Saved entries

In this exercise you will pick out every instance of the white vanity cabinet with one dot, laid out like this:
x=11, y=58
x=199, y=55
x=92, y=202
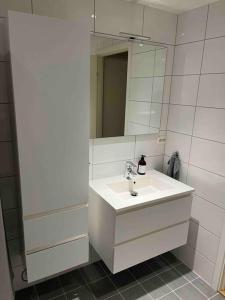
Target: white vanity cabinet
x=50, y=72
x=129, y=232
x=115, y=16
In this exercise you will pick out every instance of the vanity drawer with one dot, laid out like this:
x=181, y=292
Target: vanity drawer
x=141, y=249
x=57, y=259
x=144, y=221
x=50, y=230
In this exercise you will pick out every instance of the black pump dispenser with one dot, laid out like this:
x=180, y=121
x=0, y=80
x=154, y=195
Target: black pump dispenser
x=142, y=166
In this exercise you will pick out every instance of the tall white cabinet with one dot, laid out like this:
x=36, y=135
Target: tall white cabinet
x=50, y=72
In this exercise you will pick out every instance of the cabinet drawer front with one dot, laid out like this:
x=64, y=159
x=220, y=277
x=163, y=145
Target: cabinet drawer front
x=54, y=229
x=149, y=219
x=57, y=259
x=139, y=250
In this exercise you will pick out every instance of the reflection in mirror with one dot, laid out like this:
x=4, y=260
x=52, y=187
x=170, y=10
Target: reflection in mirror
x=127, y=83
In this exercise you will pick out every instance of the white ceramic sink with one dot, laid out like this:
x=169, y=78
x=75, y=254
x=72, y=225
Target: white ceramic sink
x=152, y=187
x=142, y=184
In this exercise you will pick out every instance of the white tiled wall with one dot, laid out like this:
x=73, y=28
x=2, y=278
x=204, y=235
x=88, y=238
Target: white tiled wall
x=107, y=157
x=196, y=128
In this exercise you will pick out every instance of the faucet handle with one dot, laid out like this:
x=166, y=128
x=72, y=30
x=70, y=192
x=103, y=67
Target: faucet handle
x=130, y=163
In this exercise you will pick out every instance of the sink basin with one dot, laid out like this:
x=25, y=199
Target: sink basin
x=143, y=184
x=152, y=188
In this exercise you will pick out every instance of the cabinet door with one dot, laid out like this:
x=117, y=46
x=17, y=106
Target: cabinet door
x=115, y=16
x=50, y=70
x=66, y=9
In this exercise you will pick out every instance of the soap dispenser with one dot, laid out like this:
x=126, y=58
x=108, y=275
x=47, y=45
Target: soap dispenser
x=142, y=166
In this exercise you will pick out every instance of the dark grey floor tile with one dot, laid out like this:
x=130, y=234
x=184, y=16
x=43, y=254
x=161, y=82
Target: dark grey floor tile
x=169, y=258
x=28, y=294
x=105, y=268
x=155, y=287
x=72, y=280
x=184, y=270
x=103, y=288
x=158, y=265
x=59, y=298
x=173, y=279
x=123, y=280
x=204, y=288
x=93, y=272
x=170, y=296
x=142, y=271
x=83, y=293
x=115, y=297
x=189, y=292
x=136, y=292
x=217, y=297
x=49, y=289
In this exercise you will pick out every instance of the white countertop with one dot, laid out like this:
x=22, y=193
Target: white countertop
x=124, y=201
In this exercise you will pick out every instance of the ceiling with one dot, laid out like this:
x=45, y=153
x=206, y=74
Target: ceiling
x=176, y=6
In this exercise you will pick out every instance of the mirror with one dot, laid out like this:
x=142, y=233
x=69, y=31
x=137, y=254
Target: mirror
x=127, y=83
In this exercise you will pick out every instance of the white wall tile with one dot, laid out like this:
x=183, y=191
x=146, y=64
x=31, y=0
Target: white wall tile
x=169, y=60
x=164, y=116
x=155, y=118
x=216, y=20
x=167, y=86
x=113, y=149
x=116, y=16
x=187, y=59
x=8, y=193
x=147, y=145
x=159, y=25
x=178, y=142
x=138, y=112
x=140, y=89
x=204, y=241
x=5, y=122
x=212, y=90
x=214, y=59
x=203, y=212
x=4, y=47
x=22, y=5
x=108, y=169
x=207, y=185
x=208, y=155
x=157, y=93
x=210, y=124
x=137, y=129
x=160, y=62
x=184, y=89
x=191, y=25
x=142, y=64
x=181, y=119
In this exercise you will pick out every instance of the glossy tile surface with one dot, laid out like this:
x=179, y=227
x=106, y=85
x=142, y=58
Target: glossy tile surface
x=163, y=277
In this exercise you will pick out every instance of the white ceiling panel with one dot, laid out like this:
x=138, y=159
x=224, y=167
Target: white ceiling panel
x=175, y=6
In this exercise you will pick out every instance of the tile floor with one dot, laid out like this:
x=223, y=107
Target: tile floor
x=163, y=278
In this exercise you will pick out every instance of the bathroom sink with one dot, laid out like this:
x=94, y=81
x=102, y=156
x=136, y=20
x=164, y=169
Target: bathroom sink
x=154, y=187
x=142, y=185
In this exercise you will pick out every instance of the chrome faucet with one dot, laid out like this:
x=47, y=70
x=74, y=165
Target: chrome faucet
x=130, y=175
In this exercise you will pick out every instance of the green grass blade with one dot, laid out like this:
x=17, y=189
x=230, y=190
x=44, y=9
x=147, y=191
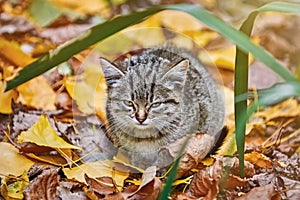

→ Exercise requirements:
Out of the data above, set down the lines from the one with "x=75, y=254" to the one with "x=161, y=82", both included, exactly as written and with no additions.

→ Solution:
x=75, y=254
x=72, y=225
Target: white ceramic sink
x=152, y=187
x=142, y=184
In this exercise you will pick out every instance of the white tiled wall with one dot, laid out like this:
x=73, y=28
x=2, y=278
x=204, y=235
x=88, y=238
Target: white tiled wall
x=107, y=157
x=196, y=128
In this exercise you will pick out every instance of the faucet handle with one dot, laid out like this:
x=166, y=128
x=72, y=30
x=70, y=192
x=103, y=67
Target: faucet handle
x=130, y=163
In this exercise you will pick out every instance of the sink basin with one dot, laid out like this:
x=25, y=199
Target: sink basin
x=143, y=184
x=152, y=188
In this exercise you will pick out every instance of the cabinet door with one dot, laid out like this:
x=117, y=46
x=17, y=106
Target: cabinet door
x=115, y=16
x=50, y=70
x=66, y=9
In this exercise you will pick out every instance of the soap dispenser with one dot, laid out like this:
x=126, y=58
x=108, y=275
x=47, y=45
Target: soap dispenser
x=142, y=166
In this exercise you will pick out every instance of the dark grey floor tile with one dot, laid out like this:
x=130, y=234
x=184, y=16
x=43, y=254
x=161, y=82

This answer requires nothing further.